ТЕКСТ ▸
·····

Патрик Хок: «Двойники Ленина процветают при капитализме»

Ирландец ПАТРИК ХОК — об истории, кино, учебе в Королевском колледже искусств и о том, как взять интервью у греческой вазы.

Ирландский художник ПАТРИК ХОК работает с темами истории, памяти и их воплощения в вещах. Чтобы увидеть и показать, как столкновение разных интерпретаций истории порождает новые, альтернативные смыслы, ХОК совершает странные поступки: берет интервью у статуй, находит в марокканской пустыне занесенные песком голливудские декорации или объединяет зал суда со спортивной площадкой.

ПАТРИК ХОК принимает участие в проекте «Время — это другая страна» вместе с пятью своими однокурсниками по лондонскому Королевскому колледжу искусств — молодыми художниками из шести стран (Великобритании, Дании, Израиля, Ирландии, Польши, России — последнюю представляет Таус Махачева). Проект состоит из шести выставок, по числу участников, проходящих на родине каждого из них. Первая была два года назад в Ирландии, третья ожидается в Израиле, а вторая, под названием «Когда спящий проснется», открылась в конце декабря в петербургской Aperto Gallery. «Артгид» расспросил Патрика Хока о кино, истории, Ленине и учебе.

Текст: Анна Матвеева
Патрик Хок. Фото: Joanna Piotrowska

Анна Матвеева: Вы начинали как фотограф, но уже тогда предметом вашего интереса было кино. Вы снимали никому не известные места по всему миру, от Польши до Марокко, где остались неразобранными заброшенные декорации для киносъемок. Потом вашими любимыми «героями» стали предметы кинореквизита. В чем причина такого интереса к кинематографу? Патрик Хок: Моя художественная практика какое-то время строилась на «голливудизации» истории или тех процессов, посредством которых история репрезентируется и конструируется в кино, и механизма их влияния не только на наше восприятие реальности, но и на саму нашу физическую реальность. Однако я всегда старался сосредоточиться на маргинальных составляющих этих процессов, на таких материальных элементах, которые по замыслу автора должны были пропадать, ускользать из поля зрения, а не на специфике какого-то конкретного исторического кино.

Темой моей первой большой работы — «Уарзазат» (Ouarzazate) — были заброшенные голливудские декорации в Марокко; сейчас они превратились в современные исторические руины, которые сами по себе создают физическое пространство, где сливаются воедино разные времена, места и нарративы. В двух своих недавних работах — «Археология кино» (An Archaeology of Cinema) и «Интервью вещей» (Object Interviews) — я использую старый кинореквизит, найденный в Лондоне на складах киностудий: как и декорации, эти вещи много лет снова и снова использовались в разных сюжетах. Так они пропитались множеством времен, нарративов и историй и из простых инструментов кинопроцесса превратились в самостоятельные вещи. Для меня эти предметы воплощают саму стихию кинопроизводства, в них кроется двойственность исторической репрезентации. «Интервью вещей» — это попытка разгрести, распутать то множество смысловых слоев, что накладываются друг на друга в каждом из этих предметов, и в то же время сознательно создать собственную репрезентацию посредством движущегося изображения. Мне вообще очень важна связь с кино и с историей движущейся картинки.

·····

ИСХОДНЫЕ МАТЕРИАЛЫ ▸
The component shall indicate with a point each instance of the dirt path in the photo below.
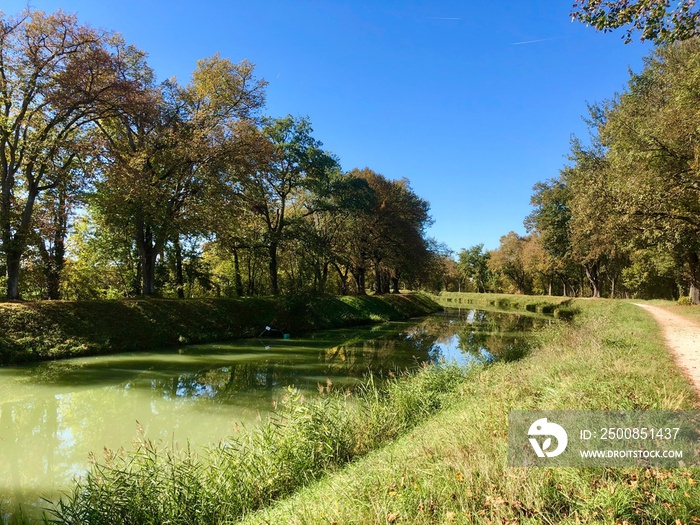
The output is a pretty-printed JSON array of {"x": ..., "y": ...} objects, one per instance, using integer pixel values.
[{"x": 683, "y": 338}]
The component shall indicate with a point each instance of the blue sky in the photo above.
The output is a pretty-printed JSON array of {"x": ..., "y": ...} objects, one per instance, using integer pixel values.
[{"x": 473, "y": 102}]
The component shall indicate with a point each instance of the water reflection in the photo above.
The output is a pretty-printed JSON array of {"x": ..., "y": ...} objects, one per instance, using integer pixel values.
[{"x": 53, "y": 414}]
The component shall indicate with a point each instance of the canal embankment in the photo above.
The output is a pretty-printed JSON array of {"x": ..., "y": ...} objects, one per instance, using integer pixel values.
[
  {"x": 446, "y": 463},
  {"x": 33, "y": 331}
]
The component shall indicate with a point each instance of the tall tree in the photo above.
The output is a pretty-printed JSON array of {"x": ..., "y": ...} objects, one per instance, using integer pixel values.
[
  {"x": 651, "y": 135},
  {"x": 656, "y": 20},
  {"x": 56, "y": 77},
  {"x": 473, "y": 265},
  {"x": 161, "y": 153},
  {"x": 296, "y": 167}
]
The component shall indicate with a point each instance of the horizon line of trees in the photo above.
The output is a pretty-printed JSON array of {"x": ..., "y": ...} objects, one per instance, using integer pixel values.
[
  {"x": 113, "y": 184},
  {"x": 622, "y": 219}
]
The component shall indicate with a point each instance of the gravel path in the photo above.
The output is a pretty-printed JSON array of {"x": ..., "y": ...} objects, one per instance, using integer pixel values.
[{"x": 683, "y": 338}]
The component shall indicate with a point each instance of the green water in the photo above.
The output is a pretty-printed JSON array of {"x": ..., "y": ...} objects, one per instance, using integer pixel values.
[{"x": 54, "y": 415}]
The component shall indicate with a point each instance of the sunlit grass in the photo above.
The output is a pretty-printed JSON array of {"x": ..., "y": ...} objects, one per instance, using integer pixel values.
[
  {"x": 453, "y": 469},
  {"x": 302, "y": 443}
]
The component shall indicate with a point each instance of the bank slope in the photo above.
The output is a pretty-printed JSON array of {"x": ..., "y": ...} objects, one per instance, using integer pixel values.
[
  {"x": 31, "y": 331},
  {"x": 453, "y": 469}
]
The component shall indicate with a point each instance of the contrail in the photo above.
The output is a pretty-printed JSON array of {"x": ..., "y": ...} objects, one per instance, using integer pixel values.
[{"x": 533, "y": 41}]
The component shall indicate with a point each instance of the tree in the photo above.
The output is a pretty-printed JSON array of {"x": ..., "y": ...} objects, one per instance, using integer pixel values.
[
  {"x": 161, "y": 152},
  {"x": 650, "y": 132},
  {"x": 655, "y": 20},
  {"x": 297, "y": 168},
  {"x": 508, "y": 261},
  {"x": 56, "y": 78},
  {"x": 473, "y": 265}
]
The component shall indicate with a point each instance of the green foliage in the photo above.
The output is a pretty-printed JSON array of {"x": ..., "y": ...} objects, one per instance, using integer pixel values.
[
  {"x": 303, "y": 441},
  {"x": 49, "y": 330},
  {"x": 656, "y": 20},
  {"x": 452, "y": 468}
]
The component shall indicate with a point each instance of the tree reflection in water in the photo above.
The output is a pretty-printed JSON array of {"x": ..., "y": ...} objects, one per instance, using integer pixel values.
[{"x": 53, "y": 414}]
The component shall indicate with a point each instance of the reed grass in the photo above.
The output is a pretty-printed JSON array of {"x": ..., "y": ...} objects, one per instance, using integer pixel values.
[{"x": 304, "y": 441}]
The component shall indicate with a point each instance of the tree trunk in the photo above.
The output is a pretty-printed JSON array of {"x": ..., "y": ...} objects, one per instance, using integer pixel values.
[
  {"x": 359, "y": 276},
  {"x": 237, "y": 273},
  {"x": 343, "y": 279},
  {"x": 395, "y": 283},
  {"x": 273, "y": 269},
  {"x": 378, "y": 288},
  {"x": 149, "y": 249},
  {"x": 148, "y": 266},
  {"x": 593, "y": 278},
  {"x": 694, "y": 293},
  {"x": 12, "y": 263},
  {"x": 179, "y": 275}
]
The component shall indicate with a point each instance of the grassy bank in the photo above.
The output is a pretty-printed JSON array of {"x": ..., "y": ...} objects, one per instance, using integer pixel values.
[
  {"x": 31, "y": 331},
  {"x": 451, "y": 467},
  {"x": 305, "y": 441},
  {"x": 559, "y": 306}
]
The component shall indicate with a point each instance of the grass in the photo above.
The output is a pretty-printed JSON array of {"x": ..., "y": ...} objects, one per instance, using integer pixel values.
[
  {"x": 31, "y": 331},
  {"x": 425, "y": 449},
  {"x": 559, "y": 306},
  {"x": 452, "y": 469},
  {"x": 303, "y": 442}
]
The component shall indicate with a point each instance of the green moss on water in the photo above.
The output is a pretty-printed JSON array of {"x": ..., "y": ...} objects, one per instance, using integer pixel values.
[{"x": 31, "y": 331}]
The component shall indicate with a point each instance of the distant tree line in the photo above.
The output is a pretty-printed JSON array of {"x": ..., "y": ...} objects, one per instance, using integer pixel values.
[
  {"x": 115, "y": 185},
  {"x": 622, "y": 219}
]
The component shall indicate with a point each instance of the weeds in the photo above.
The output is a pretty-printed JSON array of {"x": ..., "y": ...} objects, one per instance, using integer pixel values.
[{"x": 302, "y": 442}]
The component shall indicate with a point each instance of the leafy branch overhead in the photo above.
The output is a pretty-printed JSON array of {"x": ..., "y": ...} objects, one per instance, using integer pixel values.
[{"x": 656, "y": 20}]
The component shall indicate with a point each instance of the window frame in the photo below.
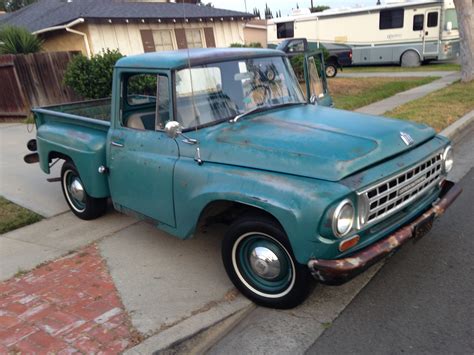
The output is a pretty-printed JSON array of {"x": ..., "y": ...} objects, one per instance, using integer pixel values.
[
  {"x": 391, "y": 26},
  {"x": 429, "y": 18},
  {"x": 422, "y": 22},
  {"x": 124, "y": 104},
  {"x": 170, "y": 32},
  {"x": 292, "y": 30}
]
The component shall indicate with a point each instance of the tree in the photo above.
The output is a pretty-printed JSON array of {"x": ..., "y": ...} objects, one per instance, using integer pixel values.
[
  {"x": 268, "y": 13},
  {"x": 464, "y": 11},
  {"x": 17, "y": 40},
  {"x": 14, "y": 5}
]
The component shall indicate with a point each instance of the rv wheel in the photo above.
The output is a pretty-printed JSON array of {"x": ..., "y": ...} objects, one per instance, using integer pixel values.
[{"x": 410, "y": 59}]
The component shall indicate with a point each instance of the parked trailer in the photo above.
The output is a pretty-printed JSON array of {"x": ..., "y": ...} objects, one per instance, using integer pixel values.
[{"x": 403, "y": 32}]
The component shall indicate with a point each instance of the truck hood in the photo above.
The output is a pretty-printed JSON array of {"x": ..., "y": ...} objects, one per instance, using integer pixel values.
[{"x": 310, "y": 141}]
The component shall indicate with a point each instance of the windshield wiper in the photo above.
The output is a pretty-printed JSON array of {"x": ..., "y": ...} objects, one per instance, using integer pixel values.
[{"x": 264, "y": 108}]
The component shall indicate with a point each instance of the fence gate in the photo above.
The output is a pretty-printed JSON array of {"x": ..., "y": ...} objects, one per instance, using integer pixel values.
[{"x": 12, "y": 99}]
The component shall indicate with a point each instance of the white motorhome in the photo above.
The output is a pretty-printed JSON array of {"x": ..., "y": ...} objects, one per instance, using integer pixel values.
[{"x": 403, "y": 32}]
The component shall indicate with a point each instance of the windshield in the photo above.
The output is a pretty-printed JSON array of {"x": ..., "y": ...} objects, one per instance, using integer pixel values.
[{"x": 221, "y": 91}]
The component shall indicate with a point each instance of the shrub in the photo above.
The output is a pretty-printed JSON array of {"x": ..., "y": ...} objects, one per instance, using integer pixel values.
[
  {"x": 18, "y": 40},
  {"x": 92, "y": 78}
]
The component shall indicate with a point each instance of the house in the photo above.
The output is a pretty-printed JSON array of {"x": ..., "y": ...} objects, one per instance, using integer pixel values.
[
  {"x": 132, "y": 27},
  {"x": 255, "y": 31}
]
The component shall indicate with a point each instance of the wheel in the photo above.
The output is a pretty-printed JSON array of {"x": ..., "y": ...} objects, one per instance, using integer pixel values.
[
  {"x": 80, "y": 203},
  {"x": 331, "y": 70},
  {"x": 410, "y": 59},
  {"x": 261, "y": 264}
]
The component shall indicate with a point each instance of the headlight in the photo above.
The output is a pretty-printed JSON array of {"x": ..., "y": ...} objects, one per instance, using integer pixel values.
[
  {"x": 448, "y": 159},
  {"x": 343, "y": 218}
]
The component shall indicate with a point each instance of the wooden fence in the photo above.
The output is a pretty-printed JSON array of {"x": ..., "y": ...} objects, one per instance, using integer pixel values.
[{"x": 30, "y": 80}]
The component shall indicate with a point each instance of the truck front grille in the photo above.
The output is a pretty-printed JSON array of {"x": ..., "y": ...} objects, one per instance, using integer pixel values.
[{"x": 391, "y": 195}]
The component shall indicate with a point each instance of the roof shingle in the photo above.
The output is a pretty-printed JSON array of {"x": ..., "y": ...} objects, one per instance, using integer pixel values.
[{"x": 49, "y": 13}]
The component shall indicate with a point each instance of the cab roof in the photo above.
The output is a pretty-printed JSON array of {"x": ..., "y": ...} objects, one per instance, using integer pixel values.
[{"x": 199, "y": 56}]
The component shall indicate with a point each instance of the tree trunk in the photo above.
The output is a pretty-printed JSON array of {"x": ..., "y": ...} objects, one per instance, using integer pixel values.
[{"x": 464, "y": 11}]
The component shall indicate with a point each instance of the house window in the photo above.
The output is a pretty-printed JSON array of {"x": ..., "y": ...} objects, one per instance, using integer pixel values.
[
  {"x": 285, "y": 30},
  {"x": 433, "y": 19},
  {"x": 391, "y": 19},
  {"x": 194, "y": 38},
  {"x": 163, "y": 40},
  {"x": 418, "y": 22}
]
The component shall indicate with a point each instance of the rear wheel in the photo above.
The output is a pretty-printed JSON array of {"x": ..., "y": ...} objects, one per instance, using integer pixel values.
[
  {"x": 410, "y": 59},
  {"x": 80, "y": 203},
  {"x": 261, "y": 264}
]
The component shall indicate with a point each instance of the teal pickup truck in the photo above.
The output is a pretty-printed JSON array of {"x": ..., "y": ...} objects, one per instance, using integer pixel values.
[{"x": 228, "y": 136}]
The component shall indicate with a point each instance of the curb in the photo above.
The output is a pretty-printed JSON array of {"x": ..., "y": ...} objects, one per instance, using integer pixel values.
[{"x": 458, "y": 127}]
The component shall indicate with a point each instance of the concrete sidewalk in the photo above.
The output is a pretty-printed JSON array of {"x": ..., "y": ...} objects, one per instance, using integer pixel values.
[
  {"x": 406, "y": 74},
  {"x": 381, "y": 107}
]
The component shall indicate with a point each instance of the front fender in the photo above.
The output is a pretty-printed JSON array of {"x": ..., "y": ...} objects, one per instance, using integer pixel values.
[
  {"x": 297, "y": 203},
  {"x": 84, "y": 146}
]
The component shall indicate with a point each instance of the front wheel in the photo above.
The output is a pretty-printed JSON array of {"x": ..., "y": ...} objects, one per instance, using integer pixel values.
[
  {"x": 81, "y": 204},
  {"x": 261, "y": 264}
]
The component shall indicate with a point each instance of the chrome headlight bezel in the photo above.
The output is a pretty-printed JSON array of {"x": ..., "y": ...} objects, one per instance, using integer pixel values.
[
  {"x": 347, "y": 203},
  {"x": 448, "y": 159}
]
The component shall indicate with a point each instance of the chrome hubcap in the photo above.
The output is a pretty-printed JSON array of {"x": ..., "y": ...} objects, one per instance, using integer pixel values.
[
  {"x": 77, "y": 190},
  {"x": 265, "y": 263}
]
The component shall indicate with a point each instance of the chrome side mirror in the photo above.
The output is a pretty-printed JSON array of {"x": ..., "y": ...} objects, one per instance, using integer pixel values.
[{"x": 173, "y": 129}]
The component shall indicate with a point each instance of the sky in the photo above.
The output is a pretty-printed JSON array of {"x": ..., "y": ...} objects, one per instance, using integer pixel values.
[{"x": 284, "y": 5}]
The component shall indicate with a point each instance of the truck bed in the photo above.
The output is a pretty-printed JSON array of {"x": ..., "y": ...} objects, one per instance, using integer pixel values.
[
  {"x": 91, "y": 113},
  {"x": 76, "y": 132}
]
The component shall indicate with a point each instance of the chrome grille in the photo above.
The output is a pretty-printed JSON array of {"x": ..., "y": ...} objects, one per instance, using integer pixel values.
[{"x": 391, "y": 195}]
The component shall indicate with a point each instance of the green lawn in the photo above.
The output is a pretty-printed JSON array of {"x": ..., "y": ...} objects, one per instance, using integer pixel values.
[
  {"x": 353, "y": 93},
  {"x": 427, "y": 67},
  {"x": 440, "y": 108},
  {"x": 13, "y": 216}
]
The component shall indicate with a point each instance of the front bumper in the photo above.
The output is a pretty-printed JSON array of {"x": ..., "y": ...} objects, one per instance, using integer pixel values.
[{"x": 339, "y": 271}]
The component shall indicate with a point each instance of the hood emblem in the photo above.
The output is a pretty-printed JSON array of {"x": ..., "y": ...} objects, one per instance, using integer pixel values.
[{"x": 406, "y": 138}]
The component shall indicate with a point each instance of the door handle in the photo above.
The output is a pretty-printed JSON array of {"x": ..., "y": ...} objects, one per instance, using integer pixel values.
[{"x": 116, "y": 144}]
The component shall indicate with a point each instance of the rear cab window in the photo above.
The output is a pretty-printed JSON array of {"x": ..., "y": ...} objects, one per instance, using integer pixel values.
[{"x": 146, "y": 101}]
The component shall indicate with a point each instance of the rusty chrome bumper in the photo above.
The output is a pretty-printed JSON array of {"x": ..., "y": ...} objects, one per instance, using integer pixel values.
[{"x": 339, "y": 271}]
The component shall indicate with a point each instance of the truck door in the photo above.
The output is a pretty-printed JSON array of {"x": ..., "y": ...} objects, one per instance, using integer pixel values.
[
  {"x": 431, "y": 33},
  {"x": 141, "y": 155}
]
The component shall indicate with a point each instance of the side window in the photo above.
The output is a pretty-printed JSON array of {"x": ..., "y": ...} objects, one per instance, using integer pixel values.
[
  {"x": 285, "y": 30},
  {"x": 418, "y": 22},
  {"x": 146, "y": 101},
  {"x": 433, "y": 19},
  {"x": 391, "y": 19}
]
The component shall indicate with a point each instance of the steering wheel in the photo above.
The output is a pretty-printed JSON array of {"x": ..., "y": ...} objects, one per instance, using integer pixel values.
[{"x": 267, "y": 93}]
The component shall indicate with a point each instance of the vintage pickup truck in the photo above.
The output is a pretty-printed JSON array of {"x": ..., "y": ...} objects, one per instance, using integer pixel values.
[{"x": 226, "y": 135}]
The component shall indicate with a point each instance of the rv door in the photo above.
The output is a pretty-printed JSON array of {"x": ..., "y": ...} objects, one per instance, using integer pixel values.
[
  {"x": 315, "y": 77},
  {"x": 431, "y": 33}
]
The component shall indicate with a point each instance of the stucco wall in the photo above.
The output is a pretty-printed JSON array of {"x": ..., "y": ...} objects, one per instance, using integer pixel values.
[{"x": 127, "y": 39}]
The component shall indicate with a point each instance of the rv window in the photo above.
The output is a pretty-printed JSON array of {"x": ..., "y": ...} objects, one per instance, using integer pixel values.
[
  {"x": 451, "y": 16},
  {"x": 391, "y": 19},
  {"x": 285, "y": 30},
  {"x": 433, "y": 19},
  {"x": 418, "y": 22}
]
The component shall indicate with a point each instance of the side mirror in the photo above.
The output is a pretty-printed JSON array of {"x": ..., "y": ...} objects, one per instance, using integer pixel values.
[{"x": 173, "y": 129}]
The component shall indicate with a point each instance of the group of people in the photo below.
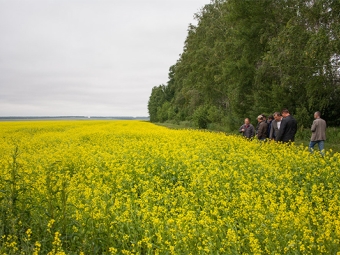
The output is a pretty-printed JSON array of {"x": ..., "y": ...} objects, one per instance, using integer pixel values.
[{"x": 282, "y": 127}]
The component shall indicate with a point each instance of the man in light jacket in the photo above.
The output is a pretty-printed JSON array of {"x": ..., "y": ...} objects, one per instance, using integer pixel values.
[
  {"x": 263, "y": 127},
  {"x": 318, "y": 133},
  {"x": 275, "y": 126}
]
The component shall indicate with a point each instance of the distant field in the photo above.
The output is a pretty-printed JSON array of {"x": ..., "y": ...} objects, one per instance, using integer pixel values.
[{"x": 131, "y": 187}]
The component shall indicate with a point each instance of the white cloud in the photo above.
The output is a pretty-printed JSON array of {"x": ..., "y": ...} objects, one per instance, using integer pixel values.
[{"x": 88, "y": 57}]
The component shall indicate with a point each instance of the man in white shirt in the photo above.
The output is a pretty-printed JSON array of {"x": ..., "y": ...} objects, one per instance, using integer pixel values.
[{"x": 275, "y": 127}]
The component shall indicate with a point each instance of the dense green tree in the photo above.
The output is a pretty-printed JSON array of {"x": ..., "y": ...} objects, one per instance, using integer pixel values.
[{"x": 244, "y": 58}]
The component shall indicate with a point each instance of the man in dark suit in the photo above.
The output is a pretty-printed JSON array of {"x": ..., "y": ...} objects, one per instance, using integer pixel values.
[
  {"x": 275, "y": 127},
  {"x": 288, "y": 128}
]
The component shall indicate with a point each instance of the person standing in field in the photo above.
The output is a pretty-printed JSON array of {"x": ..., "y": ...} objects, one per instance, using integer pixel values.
[
  {"x": 318, "y": 133},
  {"x": 247, "y": 129},
  {"x": 288, "y": 128},
  {"x": 275, "y": 127},
  {"x": 263, "y": 127},
  {"x": 270, "y": 123}
]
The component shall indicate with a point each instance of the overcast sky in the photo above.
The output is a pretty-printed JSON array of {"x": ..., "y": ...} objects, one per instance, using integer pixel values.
[{"x": 88, "y": 57}]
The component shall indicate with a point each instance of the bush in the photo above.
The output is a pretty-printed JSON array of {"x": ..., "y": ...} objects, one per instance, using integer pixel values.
[{"x": 200, "y": 117}]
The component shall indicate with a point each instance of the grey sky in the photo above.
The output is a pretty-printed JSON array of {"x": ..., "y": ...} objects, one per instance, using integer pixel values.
[{"x": 90, "y": 57}]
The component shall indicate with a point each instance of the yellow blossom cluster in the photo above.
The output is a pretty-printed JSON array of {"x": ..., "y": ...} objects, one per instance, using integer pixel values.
[{"x": 131, "y": 187}]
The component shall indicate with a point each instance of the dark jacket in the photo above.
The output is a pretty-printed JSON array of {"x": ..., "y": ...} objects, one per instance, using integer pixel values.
[
  {"x": 262, "y": 131},
  {"x": 287, "y": 130},
  {"x": 249, "y": 131},
  {"x": 274, "y": 130},
  {"x": 318, "y": 130}
]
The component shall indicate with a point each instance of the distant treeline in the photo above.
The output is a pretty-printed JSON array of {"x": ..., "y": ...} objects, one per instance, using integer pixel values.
[
  {"x": 72, "y": 118},
  {"x": 245, "y": 58}
]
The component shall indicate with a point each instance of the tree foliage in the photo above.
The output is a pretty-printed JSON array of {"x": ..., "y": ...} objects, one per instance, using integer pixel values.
[{"x": 244, "y": 58}]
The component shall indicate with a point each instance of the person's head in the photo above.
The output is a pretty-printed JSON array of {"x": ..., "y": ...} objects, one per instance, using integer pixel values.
[
  {"x": 277, "y": 116},
  {"x": 285, "y": 113},
  {"x": 317, "y": 115}
]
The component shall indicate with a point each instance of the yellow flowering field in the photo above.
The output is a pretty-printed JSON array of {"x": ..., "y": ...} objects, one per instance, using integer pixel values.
[{"x": 130, "y": 187}]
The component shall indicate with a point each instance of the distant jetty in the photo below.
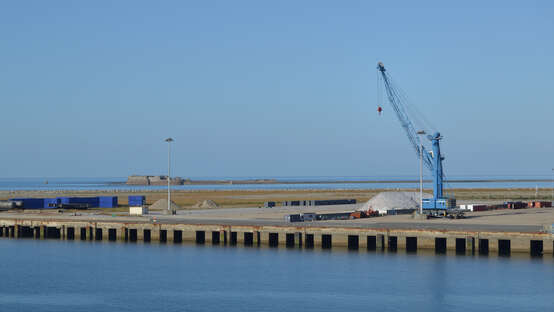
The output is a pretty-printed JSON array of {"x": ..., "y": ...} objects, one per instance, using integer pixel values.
[
  {"x": 153, "y": 180},
  {"x": 162, "y": 180}
]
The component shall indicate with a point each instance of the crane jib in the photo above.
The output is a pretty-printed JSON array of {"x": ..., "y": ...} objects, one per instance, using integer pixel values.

·····

НАБОР ЗАДАНИЙ ▸
• A. Ответьте по интервью с Патриком Хоком:
(i) В какой галерее открылась вторая выставка проекта «Время — это другая страна»?
(ii) Как называется первая большая работа Хока?
(iii) Где был найден старый кинореквизит для его недавних работ?
• B. Назовите все страны, из которых происходят художники проекта «Время — это другая страна», по интервью с Патриком Хоком.
Строки не связаны с интервью с Патриком Хоком.

ОТВЕТЫ ▸
• A.
(i) В петербургской Aperto Gallery.
(ii) «Уарзазат» (Ouarzazate).
(iii) В Лондоне, на складах киностудий.

• B. Великобритания, Дания, Израиль, Ирландия, Польша, Россия.